REQUEST -> Please gather every line of the items that contains the word "black", matching case exactly, and copy each one out.

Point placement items
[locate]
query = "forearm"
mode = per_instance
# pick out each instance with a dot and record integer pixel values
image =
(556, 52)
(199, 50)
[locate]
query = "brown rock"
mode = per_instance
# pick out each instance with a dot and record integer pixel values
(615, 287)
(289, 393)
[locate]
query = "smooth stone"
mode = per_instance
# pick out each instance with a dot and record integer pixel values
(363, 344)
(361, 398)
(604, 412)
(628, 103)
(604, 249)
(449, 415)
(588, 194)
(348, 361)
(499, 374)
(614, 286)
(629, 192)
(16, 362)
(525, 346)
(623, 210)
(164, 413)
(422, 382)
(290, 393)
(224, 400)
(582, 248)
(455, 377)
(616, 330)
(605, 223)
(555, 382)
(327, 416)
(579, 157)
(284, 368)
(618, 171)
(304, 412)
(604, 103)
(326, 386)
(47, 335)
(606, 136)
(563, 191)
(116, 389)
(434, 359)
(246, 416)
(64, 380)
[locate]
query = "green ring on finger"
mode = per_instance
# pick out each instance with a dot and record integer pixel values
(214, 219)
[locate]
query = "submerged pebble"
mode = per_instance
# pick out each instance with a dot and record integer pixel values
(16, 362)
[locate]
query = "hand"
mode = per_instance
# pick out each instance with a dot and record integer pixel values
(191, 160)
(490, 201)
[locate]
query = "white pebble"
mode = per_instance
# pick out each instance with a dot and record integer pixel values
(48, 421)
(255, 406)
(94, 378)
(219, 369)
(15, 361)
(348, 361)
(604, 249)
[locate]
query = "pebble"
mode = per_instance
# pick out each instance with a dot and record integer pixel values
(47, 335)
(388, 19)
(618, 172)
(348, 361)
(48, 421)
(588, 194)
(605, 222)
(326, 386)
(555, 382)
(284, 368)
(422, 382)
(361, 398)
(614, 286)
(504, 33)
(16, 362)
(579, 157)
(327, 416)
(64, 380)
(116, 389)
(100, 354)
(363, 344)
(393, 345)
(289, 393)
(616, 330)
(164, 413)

---

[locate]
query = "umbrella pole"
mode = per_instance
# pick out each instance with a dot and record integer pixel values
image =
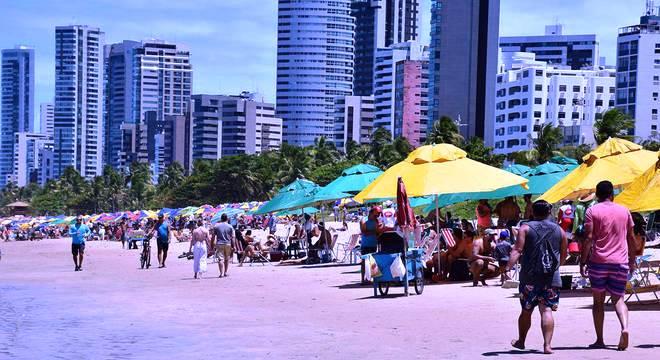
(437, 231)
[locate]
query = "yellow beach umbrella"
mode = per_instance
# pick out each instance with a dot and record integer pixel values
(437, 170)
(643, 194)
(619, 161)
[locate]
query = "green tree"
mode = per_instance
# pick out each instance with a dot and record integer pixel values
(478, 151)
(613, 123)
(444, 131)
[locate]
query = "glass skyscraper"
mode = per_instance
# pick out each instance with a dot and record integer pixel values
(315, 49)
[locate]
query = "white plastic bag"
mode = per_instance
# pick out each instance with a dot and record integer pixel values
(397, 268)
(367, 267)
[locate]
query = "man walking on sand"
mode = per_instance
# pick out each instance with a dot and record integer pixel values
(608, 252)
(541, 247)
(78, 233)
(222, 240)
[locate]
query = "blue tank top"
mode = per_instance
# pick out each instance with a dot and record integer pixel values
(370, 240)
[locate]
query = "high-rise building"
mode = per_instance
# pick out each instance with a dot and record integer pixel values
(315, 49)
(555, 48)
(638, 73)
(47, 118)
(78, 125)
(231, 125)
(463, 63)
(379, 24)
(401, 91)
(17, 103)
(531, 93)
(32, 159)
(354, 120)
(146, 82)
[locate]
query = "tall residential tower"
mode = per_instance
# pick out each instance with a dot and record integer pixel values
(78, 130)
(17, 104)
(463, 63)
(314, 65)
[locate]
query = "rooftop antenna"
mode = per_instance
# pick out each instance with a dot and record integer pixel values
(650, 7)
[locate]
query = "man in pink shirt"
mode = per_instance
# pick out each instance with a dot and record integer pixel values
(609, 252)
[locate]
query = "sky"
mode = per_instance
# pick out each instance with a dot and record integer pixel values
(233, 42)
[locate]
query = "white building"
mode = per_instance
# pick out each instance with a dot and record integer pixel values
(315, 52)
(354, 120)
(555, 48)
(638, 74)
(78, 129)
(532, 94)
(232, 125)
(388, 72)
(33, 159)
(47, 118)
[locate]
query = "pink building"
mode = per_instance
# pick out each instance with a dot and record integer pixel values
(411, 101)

...

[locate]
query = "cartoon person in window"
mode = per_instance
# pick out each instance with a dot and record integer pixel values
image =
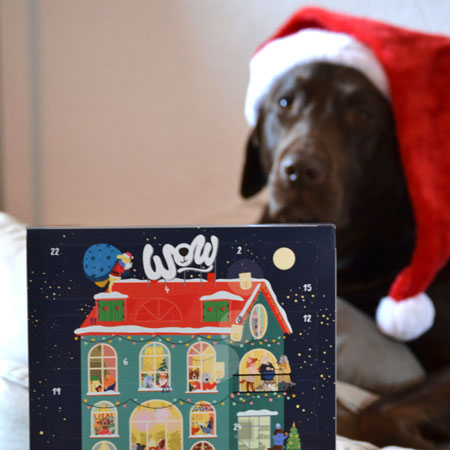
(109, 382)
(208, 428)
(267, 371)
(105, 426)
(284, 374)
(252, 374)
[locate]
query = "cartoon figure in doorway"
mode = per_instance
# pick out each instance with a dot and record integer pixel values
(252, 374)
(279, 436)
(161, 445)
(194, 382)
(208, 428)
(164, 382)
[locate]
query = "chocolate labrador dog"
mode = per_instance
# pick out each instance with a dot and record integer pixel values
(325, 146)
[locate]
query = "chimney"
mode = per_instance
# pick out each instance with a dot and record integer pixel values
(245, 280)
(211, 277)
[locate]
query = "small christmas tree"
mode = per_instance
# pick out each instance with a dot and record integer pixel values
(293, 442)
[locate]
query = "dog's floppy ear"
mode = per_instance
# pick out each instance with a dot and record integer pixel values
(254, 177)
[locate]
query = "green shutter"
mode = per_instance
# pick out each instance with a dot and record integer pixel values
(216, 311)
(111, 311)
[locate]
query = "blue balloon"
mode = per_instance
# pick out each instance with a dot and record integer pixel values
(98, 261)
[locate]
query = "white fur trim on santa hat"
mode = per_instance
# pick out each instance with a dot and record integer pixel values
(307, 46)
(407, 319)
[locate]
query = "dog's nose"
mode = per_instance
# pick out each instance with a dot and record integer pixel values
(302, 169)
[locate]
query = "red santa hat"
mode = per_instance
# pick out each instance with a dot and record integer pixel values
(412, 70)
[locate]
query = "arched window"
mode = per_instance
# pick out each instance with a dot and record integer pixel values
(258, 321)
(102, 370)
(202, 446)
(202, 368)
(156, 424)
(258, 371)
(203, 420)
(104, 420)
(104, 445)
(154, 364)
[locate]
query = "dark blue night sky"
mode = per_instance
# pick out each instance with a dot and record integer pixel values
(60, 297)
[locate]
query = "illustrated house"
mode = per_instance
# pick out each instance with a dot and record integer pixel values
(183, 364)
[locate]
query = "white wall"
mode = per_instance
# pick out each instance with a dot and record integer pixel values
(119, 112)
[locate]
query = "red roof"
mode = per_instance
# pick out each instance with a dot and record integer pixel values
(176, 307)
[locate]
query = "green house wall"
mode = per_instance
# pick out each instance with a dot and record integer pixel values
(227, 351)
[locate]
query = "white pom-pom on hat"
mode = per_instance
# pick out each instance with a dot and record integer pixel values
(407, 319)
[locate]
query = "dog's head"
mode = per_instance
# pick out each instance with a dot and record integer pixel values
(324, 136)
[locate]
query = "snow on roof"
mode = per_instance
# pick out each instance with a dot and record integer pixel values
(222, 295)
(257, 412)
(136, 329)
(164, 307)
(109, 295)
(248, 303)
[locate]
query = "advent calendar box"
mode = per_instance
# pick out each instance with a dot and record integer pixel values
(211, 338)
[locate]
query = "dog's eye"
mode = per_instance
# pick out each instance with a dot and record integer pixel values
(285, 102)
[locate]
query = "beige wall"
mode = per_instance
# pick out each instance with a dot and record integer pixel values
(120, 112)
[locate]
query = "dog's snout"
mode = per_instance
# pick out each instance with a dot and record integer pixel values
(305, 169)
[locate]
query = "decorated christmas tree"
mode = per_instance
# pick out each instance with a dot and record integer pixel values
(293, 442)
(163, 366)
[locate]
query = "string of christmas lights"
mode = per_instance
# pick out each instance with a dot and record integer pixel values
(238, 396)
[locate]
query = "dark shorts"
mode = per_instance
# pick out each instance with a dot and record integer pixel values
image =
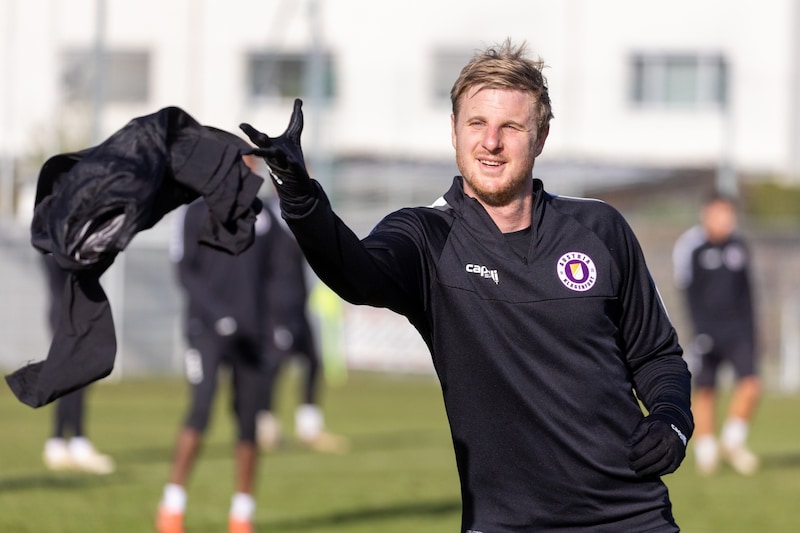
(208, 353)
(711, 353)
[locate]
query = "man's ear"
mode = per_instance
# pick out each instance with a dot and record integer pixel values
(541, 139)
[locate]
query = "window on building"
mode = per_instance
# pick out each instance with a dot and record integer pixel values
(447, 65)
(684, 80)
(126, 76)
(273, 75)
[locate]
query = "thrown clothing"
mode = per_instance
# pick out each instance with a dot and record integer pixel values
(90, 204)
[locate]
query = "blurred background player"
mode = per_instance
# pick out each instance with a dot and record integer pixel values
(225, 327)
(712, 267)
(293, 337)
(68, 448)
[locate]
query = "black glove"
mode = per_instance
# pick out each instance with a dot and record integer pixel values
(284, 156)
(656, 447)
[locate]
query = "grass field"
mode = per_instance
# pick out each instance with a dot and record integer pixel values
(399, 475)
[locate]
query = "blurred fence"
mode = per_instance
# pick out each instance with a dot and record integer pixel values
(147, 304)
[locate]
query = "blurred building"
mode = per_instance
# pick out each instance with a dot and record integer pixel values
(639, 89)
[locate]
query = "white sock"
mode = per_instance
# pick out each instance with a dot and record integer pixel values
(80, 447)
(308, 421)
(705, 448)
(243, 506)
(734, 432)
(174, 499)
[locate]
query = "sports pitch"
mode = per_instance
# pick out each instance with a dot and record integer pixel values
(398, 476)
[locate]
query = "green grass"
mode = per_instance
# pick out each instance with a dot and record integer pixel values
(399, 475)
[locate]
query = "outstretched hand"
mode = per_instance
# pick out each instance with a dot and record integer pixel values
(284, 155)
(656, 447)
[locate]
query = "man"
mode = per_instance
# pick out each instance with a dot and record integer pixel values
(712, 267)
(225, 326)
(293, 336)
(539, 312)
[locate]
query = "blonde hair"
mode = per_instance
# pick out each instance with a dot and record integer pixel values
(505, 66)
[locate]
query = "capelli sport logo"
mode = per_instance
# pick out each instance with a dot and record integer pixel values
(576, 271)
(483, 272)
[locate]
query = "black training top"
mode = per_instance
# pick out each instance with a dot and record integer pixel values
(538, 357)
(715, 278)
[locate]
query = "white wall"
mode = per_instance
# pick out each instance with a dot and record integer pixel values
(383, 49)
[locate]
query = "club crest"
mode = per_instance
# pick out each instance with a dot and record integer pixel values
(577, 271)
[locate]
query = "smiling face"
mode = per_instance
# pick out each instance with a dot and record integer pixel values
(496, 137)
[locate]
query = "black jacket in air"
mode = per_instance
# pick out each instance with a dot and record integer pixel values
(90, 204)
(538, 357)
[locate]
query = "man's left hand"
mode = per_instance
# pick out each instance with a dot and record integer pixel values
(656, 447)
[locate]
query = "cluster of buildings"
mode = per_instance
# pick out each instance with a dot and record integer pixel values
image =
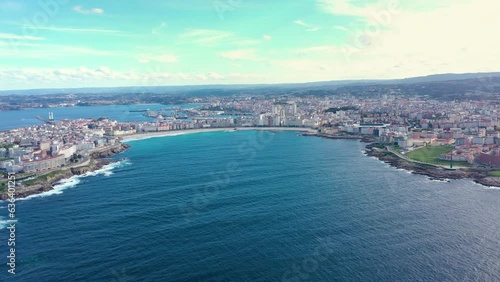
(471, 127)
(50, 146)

THE ANSWER ->
query = "black glove"
query = "black training top"
query = "black jacket in air"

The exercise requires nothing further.